Reproduce verbatim only the lines from the one containing "Target: building facade" through the last line below, both included.

__Input data__:
########################################
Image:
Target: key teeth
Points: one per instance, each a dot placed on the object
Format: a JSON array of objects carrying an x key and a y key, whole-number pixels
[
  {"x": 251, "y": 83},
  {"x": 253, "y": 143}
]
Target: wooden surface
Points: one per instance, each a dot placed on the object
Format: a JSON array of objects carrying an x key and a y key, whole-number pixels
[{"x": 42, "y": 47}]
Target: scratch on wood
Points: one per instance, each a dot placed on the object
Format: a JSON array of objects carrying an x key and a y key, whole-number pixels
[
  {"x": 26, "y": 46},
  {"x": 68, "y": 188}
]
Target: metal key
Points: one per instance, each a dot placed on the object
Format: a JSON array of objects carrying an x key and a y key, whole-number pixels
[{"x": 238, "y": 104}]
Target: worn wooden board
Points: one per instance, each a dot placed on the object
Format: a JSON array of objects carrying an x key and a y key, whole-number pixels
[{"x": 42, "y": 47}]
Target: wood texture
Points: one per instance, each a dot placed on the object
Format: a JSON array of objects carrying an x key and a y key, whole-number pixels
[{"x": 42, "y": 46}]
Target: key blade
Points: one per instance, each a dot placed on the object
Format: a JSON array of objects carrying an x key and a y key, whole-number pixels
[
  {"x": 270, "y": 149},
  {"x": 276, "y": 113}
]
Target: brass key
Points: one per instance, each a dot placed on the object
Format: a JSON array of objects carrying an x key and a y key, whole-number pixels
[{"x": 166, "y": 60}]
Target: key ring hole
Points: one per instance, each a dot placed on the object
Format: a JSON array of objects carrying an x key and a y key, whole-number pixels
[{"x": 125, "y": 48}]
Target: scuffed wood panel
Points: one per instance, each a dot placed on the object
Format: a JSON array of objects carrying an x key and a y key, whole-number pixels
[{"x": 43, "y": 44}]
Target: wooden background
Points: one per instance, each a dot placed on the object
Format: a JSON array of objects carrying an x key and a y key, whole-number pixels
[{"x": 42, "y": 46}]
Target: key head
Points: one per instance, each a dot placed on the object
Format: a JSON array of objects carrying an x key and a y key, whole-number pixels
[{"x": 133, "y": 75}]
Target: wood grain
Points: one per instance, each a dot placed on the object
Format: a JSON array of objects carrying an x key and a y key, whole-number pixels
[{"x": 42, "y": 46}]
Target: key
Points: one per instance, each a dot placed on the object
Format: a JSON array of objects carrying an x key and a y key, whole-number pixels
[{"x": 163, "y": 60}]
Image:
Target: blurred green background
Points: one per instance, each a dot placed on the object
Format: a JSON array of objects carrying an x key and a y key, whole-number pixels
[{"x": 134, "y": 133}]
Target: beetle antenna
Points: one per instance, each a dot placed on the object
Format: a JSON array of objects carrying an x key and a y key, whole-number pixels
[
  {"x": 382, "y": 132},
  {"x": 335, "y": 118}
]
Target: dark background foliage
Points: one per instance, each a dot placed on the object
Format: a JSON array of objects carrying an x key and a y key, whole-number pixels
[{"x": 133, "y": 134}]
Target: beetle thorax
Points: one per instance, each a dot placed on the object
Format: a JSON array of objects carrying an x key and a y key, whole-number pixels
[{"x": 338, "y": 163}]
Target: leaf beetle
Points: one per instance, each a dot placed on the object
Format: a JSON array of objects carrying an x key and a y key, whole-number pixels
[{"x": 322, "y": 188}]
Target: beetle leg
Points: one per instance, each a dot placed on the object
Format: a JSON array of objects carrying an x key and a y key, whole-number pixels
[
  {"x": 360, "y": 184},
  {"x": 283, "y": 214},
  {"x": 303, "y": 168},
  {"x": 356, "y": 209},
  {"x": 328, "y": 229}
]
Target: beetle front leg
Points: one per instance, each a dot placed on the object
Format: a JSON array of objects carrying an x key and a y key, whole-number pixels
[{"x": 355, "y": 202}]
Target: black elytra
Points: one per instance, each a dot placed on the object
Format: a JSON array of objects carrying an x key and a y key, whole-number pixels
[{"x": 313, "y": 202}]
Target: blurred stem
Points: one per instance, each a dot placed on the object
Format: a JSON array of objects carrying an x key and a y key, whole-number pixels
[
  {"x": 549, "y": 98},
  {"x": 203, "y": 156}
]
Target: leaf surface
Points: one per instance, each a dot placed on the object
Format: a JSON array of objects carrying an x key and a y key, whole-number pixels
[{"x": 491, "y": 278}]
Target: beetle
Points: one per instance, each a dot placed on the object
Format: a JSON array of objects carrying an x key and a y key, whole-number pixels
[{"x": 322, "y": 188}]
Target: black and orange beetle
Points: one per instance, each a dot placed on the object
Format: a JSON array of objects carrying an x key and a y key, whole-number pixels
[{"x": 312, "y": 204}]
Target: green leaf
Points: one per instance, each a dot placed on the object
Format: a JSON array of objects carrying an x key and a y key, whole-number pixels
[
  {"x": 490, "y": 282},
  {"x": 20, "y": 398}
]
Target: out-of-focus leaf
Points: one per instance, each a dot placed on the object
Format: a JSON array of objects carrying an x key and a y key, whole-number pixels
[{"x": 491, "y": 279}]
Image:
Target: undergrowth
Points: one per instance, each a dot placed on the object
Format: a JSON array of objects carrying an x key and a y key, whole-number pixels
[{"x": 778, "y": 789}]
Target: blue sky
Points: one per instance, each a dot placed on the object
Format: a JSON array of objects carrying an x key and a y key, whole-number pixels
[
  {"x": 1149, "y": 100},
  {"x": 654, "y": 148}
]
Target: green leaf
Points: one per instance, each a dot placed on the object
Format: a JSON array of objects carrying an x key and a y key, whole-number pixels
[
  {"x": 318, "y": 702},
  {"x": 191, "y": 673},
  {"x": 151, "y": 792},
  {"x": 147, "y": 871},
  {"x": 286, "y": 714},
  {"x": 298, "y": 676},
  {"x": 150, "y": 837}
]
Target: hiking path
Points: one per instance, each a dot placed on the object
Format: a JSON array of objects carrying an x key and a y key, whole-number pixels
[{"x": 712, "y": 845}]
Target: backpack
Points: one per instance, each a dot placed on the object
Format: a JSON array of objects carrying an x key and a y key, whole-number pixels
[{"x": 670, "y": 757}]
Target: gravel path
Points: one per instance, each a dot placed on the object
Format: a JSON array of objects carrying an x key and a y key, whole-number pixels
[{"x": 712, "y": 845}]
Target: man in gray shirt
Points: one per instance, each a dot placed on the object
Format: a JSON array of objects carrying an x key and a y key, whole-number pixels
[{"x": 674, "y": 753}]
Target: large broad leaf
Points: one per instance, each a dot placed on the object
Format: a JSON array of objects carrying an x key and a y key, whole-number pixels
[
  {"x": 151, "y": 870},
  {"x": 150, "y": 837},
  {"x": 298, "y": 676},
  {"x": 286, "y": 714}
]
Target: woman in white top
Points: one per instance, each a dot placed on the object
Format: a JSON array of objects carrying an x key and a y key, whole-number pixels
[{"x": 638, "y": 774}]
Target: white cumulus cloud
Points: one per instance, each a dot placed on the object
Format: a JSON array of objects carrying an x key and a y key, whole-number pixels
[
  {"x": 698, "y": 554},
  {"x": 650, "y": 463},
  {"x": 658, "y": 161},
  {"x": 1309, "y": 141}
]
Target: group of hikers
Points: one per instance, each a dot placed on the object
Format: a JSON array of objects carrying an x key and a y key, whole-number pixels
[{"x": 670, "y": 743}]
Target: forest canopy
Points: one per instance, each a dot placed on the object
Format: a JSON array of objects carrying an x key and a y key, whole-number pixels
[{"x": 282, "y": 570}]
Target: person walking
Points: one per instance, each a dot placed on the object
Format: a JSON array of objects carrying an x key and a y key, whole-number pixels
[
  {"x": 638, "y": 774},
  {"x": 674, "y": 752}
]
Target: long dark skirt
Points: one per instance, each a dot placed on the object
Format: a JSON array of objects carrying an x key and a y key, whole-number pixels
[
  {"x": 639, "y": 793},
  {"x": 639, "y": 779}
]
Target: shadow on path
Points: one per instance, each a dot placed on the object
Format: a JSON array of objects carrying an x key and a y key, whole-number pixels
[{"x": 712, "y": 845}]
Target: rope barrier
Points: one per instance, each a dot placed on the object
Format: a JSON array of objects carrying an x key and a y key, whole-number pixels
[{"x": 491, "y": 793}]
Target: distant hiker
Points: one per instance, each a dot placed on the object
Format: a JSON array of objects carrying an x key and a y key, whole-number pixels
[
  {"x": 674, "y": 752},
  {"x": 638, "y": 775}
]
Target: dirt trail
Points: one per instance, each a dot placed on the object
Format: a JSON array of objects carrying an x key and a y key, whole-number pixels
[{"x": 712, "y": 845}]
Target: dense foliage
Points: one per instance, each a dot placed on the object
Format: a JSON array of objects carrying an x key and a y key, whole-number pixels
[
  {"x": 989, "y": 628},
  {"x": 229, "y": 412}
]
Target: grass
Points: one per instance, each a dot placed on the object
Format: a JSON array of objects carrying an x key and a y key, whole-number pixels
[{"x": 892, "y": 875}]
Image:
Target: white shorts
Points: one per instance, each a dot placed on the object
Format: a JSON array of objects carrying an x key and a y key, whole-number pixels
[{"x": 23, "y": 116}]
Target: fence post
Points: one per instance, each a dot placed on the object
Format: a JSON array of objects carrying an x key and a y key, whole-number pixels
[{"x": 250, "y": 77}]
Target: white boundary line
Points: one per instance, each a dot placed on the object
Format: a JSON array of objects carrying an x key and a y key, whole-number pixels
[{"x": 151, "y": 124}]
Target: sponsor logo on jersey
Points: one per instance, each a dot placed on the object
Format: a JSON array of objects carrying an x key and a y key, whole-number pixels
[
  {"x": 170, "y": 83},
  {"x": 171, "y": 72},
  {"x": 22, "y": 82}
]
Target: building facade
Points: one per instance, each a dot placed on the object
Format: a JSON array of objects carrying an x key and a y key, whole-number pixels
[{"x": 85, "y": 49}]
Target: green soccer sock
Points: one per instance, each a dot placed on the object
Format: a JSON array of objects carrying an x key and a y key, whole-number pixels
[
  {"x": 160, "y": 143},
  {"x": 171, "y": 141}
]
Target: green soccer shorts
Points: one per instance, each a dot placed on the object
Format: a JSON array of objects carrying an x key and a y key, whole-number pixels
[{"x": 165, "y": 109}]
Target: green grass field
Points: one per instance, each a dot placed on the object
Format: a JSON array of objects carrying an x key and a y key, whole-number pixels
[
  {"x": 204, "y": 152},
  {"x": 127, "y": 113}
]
########################################
__Exercise solution__:
Target: building facade
Points: one per instance, each a dot placed on the object
Format: a JSON array of objects carrying an x key and a y key, whole-number pixels
[{"x": 85, "y": 49}]
Target: green soccer sock
Points: one per instance, each a dot placed on the object
Format: a JSON array of objects carrying an x key and a y key, whole-number pixels
[
  {"x": 160, "y": 143},
  {"x": 171, "y": 141}
]
Target: green soccer shorts
Points: one per instance, each a dot placed on the object
Format: a JSON array of objects carrying an x key and a y key, whole-number pixels
[{"x": 165, "y": 109}]
Target: green grass field
Points: one per instance, each a dot placed on the object
Format: a JSON array of objects carrying an x key and a y key, whole-number pixels
[
  {"x": 204, "y": 152},
  {"x": 127, "y": 113}
]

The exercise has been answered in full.